Exercise description: Could you revise all of the data below so that every "one dot" reads "a single point", with nothing else changed and the pictures left out?

Records supplied:

_ _ _ _

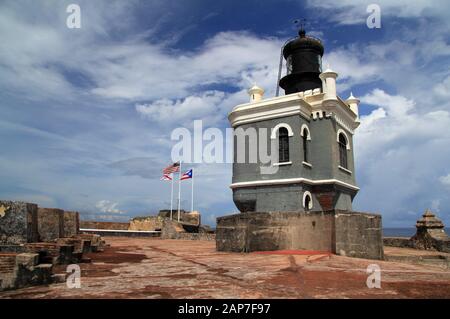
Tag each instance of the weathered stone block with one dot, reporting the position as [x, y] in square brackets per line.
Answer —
[147, 223]
[71, 221]
[18, 222]
[50, 224]
[358, 235]
[347, 233]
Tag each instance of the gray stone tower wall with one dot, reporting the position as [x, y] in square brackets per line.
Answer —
[323, 156]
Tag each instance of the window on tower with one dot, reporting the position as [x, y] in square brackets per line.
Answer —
[305, 145]
[289, 64]
[343, 151]
[283, 138]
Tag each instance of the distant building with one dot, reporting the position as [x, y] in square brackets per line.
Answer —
[313, 131]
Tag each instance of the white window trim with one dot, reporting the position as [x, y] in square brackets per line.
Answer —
[345, 169]
[304, 126]
[305, 194]
[341, 131]
[282, 163]
[273, 134]
[284, 181]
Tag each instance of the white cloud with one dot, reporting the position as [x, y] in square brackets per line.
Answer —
[106, 206]
[400, 148]
[165, 111]
[348, 12]
[445, 180]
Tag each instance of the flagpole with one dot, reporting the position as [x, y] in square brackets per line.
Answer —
[192, 192]
[171, 197]
[179, 193]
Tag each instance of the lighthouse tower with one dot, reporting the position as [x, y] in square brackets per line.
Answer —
[301, 198]
[312, 130]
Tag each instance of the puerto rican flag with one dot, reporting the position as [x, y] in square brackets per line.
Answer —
[187, 175]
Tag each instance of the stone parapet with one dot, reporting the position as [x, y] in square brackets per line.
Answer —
[342, 232]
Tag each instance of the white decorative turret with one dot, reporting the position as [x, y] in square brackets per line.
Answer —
[353, 103]
[328, 78]
[256, 93]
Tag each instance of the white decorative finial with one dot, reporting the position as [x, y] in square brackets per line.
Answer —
[256, 93]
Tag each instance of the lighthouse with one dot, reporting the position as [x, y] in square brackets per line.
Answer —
[312, 130]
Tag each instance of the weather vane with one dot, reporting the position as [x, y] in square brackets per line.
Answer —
[300, 22]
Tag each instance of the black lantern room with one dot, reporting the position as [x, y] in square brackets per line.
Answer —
[303, 57]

_ _ _ _

Worked answer:
Tag each instance of the weathered stone block with a single point, reporting the position as [x, y] in square brackets per line.
Answer —
[147, 223]
[71, 221]
[18, 222]
[50, 224]
[358, 235]
[347, 233]
Tag each instance of the gray stone tower wall with a single point, reporting the position as [x, y] in square brackets per line.
Answer —
[323, 156]
Tag each instance of the window on tower with a single point, reporting the position as [x, y] in square brackets per line.
Answer —
[305, 145]
[289, 64]
[343, 151]
[283, 138]
Tag each instance of the distant building with a single point, reporting the position as [x, y] in square brackets per line.
Answer —
[313, 131]
Tag each instance of the white window trim with a single point, reporting the position as [x, y] in square brackets per line.
Answer —
[345, 169]
[304, 126]
[305, 194]
[341, 131]
[282, 163]
[273, 134]
[284, 181]
Tag each instance of the white cloud with a single point, reporting the position as [x, y] in square brackets per line.
Answer —
[106, 206]
[400, 148]
[165, 111]
[348, 12]
[445, 180]
Tag each instance of the flagpole with a single point, reporting the position as [x, y] in square brackets per line.
Answer —
[192, 192]
[171, 197]
[179, 193]
Tag each instance of the lighthouse tower with a single point, reporting the position as [x, y] in square brackets per line.
Answer —
[301, 198]
[312, 130]
Tag each instance of the puerto rican flag with a single point, reporting the position as [x, y] in square brackets per line.
Answer —
[187, 175]
Tag each instance of the stone parapet with a single point, reporting the position as [x, y] in square brackets per line.
Answer —
[342, 232]
Tag each instance of the white decorative turret with a single point, reporting the position as [x, y] in square brackets per line.
Answer —
[353, 103]
[328, 78]
[256, 93]
Tag each instance of the white decorative finial with a single point, reporting the position as [x, y] in square brackets per line.
Answer —
[256, 93]
Tag each instance of the lighthouse with a single point, reporting the position as [x, y] in square brackets per line.
Answer —
[312, 130]
Tag each instance of the weather vane with a single point, reporting the position as [x, y] in square brackets per line.
Answer —
[300, 22]
Tag each instance of the black lantern room with a single point, reporting the position as [x, y] in square brackets per line.
Answer —
[303, 57]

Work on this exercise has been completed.